start

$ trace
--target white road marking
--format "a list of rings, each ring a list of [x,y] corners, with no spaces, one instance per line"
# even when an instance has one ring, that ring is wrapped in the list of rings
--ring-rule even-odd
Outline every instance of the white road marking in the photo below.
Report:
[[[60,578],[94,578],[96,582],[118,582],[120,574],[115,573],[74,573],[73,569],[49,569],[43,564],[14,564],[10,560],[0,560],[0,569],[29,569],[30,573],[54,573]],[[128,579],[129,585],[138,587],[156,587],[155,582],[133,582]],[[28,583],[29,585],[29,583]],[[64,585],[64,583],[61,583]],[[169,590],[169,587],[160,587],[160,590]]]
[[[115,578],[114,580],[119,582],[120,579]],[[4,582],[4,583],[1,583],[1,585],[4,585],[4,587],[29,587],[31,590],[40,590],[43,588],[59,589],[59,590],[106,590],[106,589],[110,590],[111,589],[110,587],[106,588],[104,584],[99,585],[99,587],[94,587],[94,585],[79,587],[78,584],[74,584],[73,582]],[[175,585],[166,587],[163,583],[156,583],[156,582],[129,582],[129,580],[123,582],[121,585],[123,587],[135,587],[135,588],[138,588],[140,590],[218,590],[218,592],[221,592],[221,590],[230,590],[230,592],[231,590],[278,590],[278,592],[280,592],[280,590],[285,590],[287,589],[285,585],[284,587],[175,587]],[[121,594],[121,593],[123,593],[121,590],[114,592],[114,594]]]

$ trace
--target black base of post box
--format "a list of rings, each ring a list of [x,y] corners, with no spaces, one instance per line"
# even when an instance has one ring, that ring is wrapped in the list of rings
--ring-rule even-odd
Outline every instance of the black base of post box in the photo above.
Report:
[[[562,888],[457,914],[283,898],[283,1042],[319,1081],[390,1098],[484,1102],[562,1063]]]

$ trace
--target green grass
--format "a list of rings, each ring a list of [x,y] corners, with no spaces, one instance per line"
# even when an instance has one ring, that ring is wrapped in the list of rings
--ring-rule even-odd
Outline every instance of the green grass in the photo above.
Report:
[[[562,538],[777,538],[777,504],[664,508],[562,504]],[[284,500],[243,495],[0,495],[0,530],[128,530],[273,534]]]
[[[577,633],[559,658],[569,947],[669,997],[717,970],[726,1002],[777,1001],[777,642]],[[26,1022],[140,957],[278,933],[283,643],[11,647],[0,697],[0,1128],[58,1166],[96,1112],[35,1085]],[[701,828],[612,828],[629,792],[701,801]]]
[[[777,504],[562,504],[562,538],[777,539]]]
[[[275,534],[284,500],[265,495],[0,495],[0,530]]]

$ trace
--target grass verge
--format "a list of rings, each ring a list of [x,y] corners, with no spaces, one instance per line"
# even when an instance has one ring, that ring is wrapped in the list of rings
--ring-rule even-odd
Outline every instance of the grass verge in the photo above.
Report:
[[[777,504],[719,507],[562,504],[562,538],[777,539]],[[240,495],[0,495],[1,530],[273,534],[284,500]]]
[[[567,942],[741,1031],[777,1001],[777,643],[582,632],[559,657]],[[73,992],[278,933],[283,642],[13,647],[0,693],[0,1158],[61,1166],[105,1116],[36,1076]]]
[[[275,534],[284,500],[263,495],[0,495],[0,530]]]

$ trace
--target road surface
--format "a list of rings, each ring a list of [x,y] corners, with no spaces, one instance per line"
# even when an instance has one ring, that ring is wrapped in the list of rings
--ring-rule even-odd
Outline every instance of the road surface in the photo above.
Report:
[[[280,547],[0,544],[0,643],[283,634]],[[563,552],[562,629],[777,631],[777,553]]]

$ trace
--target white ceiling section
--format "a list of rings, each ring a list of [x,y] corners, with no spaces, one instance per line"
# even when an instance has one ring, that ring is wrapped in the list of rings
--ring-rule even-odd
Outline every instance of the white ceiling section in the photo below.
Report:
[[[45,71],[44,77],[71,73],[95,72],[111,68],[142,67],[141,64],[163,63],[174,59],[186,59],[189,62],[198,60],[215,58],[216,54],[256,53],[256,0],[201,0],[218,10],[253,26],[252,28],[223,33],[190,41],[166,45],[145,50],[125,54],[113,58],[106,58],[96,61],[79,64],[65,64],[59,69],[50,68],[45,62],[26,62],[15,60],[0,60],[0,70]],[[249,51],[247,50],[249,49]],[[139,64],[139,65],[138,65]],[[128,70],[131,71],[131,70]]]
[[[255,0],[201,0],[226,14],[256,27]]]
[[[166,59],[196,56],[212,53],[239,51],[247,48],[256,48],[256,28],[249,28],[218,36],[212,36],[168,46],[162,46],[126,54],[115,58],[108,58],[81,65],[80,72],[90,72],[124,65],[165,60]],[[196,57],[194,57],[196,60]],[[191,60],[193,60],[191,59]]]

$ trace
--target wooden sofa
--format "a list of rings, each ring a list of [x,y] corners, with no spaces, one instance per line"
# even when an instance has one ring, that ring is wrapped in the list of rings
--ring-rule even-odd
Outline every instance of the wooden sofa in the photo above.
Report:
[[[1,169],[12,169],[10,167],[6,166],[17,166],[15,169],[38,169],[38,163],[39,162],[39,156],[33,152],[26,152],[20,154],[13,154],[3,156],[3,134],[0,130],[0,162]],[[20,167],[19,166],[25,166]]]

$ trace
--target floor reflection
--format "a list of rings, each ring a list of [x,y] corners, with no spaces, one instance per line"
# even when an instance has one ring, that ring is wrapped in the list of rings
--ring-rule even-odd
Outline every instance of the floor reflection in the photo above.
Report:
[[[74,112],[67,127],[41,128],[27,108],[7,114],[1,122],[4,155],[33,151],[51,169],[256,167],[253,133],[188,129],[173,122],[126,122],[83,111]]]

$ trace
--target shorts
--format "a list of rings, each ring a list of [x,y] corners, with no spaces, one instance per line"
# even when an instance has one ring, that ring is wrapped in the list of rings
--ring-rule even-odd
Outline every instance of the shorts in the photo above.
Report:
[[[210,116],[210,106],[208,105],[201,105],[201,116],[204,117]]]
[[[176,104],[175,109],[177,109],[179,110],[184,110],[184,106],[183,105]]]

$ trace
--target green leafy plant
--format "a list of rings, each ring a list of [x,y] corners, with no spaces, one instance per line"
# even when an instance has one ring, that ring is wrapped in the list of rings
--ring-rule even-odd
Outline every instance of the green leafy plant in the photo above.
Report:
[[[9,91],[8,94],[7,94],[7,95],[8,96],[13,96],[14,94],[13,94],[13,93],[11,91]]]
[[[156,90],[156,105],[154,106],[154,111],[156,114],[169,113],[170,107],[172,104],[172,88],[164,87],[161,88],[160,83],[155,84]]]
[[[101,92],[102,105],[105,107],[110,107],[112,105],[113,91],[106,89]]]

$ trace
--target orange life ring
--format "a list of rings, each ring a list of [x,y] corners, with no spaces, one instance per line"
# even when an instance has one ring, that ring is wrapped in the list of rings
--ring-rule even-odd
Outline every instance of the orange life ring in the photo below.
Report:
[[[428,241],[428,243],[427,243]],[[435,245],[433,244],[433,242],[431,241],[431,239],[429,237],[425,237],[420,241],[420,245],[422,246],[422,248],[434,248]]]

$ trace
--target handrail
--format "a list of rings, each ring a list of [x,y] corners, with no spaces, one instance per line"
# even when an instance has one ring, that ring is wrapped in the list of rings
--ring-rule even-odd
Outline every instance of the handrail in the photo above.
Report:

end

> _TASK INSTRUCTIONS_
List every line of the material above that contains the word "sofa". Treat matches as case-sensitive.

> _TASK RESULT_
--target wooden sofa
Outline every instance of the wooden sofa in the photo above.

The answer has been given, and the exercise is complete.